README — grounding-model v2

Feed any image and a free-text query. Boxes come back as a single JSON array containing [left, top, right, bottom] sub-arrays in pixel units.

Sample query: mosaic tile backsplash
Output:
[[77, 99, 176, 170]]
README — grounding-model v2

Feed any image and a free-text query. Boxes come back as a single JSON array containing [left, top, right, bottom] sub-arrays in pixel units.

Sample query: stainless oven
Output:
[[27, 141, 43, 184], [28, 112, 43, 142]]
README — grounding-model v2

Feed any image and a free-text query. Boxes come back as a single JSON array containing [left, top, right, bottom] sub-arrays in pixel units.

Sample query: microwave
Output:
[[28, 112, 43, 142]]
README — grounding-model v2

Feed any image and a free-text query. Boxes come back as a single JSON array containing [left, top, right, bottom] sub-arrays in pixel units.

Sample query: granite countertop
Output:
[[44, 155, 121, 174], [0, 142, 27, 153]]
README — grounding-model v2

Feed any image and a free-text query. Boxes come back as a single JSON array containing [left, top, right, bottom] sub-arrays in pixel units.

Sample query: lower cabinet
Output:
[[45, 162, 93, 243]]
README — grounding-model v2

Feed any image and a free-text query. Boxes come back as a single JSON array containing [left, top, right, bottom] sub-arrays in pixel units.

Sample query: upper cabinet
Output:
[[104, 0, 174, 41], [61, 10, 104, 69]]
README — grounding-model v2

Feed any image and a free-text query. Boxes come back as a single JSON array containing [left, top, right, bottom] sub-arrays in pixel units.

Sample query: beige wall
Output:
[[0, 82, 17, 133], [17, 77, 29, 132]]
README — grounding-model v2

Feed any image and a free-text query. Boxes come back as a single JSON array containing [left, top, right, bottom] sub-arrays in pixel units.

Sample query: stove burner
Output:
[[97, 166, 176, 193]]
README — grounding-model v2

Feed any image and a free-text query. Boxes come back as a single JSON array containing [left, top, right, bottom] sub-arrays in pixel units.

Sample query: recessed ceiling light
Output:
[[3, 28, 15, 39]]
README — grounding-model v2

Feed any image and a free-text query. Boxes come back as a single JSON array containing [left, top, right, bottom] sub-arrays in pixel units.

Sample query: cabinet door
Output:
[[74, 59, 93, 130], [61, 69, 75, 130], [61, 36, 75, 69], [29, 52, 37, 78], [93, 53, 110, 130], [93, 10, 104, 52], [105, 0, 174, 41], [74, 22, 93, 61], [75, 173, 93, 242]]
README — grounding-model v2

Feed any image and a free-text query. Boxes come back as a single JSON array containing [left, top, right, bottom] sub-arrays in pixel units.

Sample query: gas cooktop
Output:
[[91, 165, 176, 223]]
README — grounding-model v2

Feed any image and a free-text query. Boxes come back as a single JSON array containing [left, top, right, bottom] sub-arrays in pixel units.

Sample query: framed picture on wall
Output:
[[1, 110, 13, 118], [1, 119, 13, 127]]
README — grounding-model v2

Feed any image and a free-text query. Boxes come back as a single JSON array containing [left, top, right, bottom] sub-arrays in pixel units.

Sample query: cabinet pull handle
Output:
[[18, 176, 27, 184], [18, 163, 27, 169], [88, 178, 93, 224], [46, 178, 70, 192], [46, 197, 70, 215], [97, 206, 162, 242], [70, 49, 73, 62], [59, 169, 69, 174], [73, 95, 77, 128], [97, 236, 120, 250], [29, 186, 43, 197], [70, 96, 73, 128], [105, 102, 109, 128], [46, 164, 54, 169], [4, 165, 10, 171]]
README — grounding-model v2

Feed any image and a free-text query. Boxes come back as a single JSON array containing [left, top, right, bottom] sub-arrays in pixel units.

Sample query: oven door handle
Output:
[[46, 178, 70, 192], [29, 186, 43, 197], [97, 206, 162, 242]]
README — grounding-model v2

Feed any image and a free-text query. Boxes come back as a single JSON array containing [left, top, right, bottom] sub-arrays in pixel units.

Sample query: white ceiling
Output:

───

Your objective: Count the lines of the listing above that contain the string "oven", treating uppercase and lowercase as different, and reply with the number alone.

Output of the exercise: 2